## Exercise description
Where does "hurdle" occur in the listing? Copy every line that holds it.
*** Block opens ***
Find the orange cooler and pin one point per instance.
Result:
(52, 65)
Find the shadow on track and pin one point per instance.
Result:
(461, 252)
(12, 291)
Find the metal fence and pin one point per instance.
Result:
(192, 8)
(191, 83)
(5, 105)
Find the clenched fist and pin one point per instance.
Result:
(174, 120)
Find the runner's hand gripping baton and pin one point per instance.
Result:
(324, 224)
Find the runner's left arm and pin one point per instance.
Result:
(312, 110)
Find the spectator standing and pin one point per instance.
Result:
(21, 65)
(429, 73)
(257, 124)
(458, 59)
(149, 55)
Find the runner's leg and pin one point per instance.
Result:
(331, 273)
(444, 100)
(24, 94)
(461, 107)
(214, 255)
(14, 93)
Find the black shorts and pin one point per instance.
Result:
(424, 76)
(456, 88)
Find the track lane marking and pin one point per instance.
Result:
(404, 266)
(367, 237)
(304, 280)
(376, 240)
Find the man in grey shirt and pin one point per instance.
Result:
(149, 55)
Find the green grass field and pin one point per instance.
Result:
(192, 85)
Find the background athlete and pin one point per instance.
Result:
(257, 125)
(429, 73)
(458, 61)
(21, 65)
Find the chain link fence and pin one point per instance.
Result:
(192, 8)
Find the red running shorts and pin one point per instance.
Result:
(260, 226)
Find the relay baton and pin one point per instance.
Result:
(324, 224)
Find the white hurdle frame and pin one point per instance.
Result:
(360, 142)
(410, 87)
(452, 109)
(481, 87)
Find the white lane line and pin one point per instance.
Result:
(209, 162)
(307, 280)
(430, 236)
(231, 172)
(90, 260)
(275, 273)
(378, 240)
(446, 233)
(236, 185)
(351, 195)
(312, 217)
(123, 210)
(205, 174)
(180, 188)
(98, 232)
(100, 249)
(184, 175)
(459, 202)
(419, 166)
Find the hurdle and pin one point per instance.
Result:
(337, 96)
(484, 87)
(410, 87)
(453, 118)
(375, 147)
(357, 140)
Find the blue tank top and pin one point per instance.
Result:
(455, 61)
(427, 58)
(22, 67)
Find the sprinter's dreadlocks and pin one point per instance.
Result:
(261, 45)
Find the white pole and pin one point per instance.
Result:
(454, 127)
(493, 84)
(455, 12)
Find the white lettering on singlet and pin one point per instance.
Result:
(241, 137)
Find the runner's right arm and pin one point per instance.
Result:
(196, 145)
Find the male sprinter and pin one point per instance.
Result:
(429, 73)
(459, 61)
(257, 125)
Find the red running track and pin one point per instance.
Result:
*** Block closes ***
## Response to this task
Find the white hurdle frame and pin one point per instance.
Find the hurdle and pin one point per instance.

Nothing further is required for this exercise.